Requirements » Reproduce the lines below from the one containing "point: door knob" through the final line, replacing every "one line per instance" with "one line per item" and leaving all else unchanged.

(Stored dataset items)
::::
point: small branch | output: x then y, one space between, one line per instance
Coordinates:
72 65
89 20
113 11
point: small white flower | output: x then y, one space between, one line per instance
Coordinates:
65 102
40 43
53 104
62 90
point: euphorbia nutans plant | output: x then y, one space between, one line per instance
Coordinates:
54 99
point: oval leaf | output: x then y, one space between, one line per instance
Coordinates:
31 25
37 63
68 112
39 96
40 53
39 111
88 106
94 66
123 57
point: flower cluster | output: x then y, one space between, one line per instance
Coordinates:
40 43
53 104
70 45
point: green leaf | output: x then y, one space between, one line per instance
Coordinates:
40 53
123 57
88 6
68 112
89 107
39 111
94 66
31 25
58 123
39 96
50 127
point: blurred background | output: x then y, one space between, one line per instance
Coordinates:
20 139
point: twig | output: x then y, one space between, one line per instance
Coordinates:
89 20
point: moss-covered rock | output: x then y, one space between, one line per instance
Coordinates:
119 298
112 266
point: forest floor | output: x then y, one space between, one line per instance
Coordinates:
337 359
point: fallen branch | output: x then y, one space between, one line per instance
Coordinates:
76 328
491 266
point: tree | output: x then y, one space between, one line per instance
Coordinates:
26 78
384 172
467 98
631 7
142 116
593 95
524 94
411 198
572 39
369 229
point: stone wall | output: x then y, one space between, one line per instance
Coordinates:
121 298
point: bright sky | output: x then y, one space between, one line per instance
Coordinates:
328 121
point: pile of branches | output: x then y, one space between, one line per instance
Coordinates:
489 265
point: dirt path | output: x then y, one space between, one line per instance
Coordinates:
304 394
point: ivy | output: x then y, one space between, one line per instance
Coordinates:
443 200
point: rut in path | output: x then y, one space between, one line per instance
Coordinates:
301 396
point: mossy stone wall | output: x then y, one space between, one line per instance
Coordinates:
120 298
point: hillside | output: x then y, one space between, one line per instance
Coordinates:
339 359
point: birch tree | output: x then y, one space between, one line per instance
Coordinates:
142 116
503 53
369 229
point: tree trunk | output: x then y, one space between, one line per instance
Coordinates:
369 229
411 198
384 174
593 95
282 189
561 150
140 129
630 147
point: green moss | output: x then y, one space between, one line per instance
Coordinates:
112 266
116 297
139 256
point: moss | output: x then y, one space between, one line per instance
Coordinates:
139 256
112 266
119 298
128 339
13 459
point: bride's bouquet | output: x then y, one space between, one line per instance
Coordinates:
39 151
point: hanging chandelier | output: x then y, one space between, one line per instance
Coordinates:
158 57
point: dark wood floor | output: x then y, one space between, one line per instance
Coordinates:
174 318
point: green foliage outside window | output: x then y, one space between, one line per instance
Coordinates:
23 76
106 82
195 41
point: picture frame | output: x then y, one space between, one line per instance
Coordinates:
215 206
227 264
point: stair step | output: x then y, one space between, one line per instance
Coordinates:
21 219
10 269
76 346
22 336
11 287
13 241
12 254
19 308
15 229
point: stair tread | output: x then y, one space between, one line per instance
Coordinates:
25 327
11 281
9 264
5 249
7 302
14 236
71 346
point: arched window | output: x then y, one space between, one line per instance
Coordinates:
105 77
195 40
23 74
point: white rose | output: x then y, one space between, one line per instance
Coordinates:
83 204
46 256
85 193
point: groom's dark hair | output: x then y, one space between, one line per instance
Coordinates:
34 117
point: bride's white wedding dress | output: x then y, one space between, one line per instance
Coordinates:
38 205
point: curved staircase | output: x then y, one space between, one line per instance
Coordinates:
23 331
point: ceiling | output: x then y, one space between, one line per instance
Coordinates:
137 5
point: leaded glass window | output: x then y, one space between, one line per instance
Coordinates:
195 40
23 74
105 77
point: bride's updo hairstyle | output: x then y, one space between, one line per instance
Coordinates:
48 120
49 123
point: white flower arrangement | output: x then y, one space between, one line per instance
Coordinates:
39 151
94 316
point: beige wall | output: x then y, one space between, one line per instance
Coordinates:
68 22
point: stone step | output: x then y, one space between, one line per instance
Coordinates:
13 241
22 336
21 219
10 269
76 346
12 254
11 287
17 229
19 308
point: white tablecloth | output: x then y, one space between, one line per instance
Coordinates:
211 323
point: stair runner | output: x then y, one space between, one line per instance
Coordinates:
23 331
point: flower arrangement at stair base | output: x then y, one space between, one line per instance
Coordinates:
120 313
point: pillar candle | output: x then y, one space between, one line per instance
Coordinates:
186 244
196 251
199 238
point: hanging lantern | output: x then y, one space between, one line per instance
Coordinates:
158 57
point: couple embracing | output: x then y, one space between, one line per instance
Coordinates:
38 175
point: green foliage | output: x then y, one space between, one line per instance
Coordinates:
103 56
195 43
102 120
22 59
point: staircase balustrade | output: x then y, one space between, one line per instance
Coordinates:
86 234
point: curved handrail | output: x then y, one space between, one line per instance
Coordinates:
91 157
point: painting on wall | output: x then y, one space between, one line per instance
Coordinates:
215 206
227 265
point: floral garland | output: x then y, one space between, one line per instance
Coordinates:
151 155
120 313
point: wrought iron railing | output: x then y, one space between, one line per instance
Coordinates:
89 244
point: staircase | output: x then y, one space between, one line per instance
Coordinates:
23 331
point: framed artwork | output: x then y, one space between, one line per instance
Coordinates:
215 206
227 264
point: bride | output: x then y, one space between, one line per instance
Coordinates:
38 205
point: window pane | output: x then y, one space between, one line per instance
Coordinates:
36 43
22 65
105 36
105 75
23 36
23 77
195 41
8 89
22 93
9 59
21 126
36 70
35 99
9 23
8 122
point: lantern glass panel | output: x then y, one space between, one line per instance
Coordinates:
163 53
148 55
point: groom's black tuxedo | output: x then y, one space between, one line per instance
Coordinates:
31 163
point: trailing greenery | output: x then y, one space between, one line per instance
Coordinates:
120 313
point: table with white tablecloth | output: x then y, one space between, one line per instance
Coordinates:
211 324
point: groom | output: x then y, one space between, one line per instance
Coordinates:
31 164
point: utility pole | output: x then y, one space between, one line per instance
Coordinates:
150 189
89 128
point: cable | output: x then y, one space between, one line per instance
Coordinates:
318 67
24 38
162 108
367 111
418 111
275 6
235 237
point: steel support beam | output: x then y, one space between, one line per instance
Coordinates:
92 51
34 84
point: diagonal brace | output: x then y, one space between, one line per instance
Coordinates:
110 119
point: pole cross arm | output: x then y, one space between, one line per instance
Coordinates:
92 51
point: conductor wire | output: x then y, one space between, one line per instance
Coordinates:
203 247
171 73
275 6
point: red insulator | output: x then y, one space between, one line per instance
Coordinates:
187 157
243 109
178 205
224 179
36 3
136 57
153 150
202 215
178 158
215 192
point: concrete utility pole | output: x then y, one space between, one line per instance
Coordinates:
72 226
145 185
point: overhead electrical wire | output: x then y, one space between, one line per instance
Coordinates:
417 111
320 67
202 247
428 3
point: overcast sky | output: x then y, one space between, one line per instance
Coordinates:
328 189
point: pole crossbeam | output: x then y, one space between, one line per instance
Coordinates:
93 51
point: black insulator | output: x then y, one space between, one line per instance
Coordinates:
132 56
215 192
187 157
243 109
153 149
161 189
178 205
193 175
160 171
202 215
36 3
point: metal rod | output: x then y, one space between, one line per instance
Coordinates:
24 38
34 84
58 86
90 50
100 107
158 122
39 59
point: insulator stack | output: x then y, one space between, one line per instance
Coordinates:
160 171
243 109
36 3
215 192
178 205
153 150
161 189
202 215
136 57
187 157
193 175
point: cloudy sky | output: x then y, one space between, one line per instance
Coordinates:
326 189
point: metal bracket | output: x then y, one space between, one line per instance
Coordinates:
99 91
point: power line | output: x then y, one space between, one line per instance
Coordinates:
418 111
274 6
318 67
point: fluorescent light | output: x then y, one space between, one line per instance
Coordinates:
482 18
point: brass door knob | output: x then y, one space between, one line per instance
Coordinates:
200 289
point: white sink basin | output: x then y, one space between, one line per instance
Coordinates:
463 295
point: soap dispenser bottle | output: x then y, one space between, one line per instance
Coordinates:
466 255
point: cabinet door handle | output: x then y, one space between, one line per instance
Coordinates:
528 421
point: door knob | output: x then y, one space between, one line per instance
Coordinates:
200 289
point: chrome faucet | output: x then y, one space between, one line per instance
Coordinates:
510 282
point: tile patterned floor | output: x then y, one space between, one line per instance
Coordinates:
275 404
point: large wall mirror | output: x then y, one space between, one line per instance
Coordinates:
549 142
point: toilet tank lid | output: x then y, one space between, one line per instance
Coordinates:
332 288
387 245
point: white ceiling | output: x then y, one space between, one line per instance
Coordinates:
::::
Exercise output »
point: door knob | output: x then y, one space between, one line per item
Coordinates:
200 289
point: chrome faucet | output: x then y, one space between, one line per item
Coordinates:
510 282
point: tile patterned floor | output: x then y, one space between, one line per item
Coordinates:
275 404
point: large wall mirror | output: x then y, one space between, one line per item
Coordinates:
549 142
point: toilet tank lid | output: x then y, one space between, one line per item
Coordinates:
332 288
387 245
point: white ceiling | output: x then y, one space between, one line per item
Coordinates:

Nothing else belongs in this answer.